SELECTED EXTRACT ->
In addition to meeting with our caseworker, we also met in group sessions, where we could talk with other people in our situation. Our families were supportive too. Andrea and I counseled with both sets of parents, and they offered suggestions about what we ought to do. In the end, though, Andrea and I felt that this was a decision we needed to make ourselves. We were grateful that our families respected that and weren’t overly pushy.

We prayed about the decision over the course of several weeks. For me as the father, and perhaps even a little bit for Andrea as the mother, the pregnancy was still somewhat abstract. We knew that there was life growing inside her, but somehow, it didn’t quite seem real. That changed when we went for the first ultrasound. As we saw the baby (and later learned that the baby was a girl) this child’s life became more of an actuality for us. We started talking about names. And we realized we loved this baby very, very much.

The more real to us the baby became, the less our decision was about us and the more it was about our daughter. Andrea and I both acknowledged that many adoptive parents could provide our daughter with things that we couldn’t: a stable marriage, a permanent home, and a temple sealing. We wanted these things for our child, and before long, through LDS Family Services, we found a family we thought might be a good fit.

We felt strongly that our child was to go to these parents, a decision we felt confirmed in prayer and again later when Andrea and I met the family.

The day Jenna was born was more incredible and miraculous than we could ever have imagined. We kept her with us the first few days, and when the day came to take Jenna to her new family, we felt we couldn’t do it. Three hours after we were supposed to have been at the LDS Family Services office, we still hadn’t left my parents’ house. I asked my father to give each of us a priesthood blessing. Among the things he blessed us with was the ability to do the right thing.

EXCERPTED DATA ->
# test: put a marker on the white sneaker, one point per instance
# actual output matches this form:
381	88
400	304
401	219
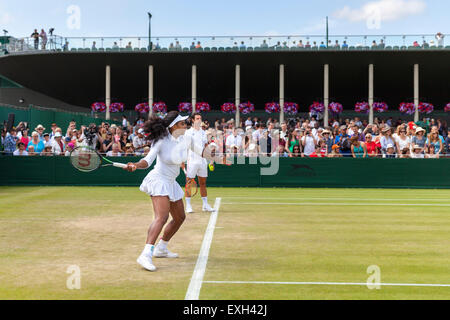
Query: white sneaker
146	262
207	208
164	253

THINGS TO DO ->
1/ In the adoption account, rewrite the paragraph beginning "The more real to us the baby became" as a short bulleted list that keeps its main facts.
2/ Carry on the adoption account, starting after its final sentence about the priesthood blessing.
The data above is not needed for this work.

ANSWERS TO THE PROBLEMS ->
1/
- As the baby became more real to them, the decision became less about the parents and more about their daughter.
- Andrea and the father both acknowledged that many adoptive parents could give her things they couldn't: a stable marriage, a permanent home, and a temple sealing.
- They wanted these things for their child, and before long they found a family through LDS Family Services that they thought might be a good fit.

2/
We finally left for LDS Family Services. Again, we felt a strong Spirit confirming that this was the right thing, yet when Andrea and I stepped out of the office to return home, I felt the saddest I have ever felt. Neither of us said a word as we drove away. We just cried. That was the most difficult day of my life.

The next week—and the next month—were also hard. But Andrea and I kept moving forward as much as we could. Attending group sessions was helpful because parents who had been through what we were going through were there to talk about their experience, to encourage us, and to remind us not to give up hope in the future—for Jenna or for ourselves.

One of the other great blessings for us during this time was the adoptive family. They maintained close contact with us in the first weeks after the placement, allowing us to see Jenna often and sending letters and pictures. It was therapeutic for Andrea and me to see how well they took care of Jenna, how happy she was, and what a great life she had. As time went by, our hard days became less frequent.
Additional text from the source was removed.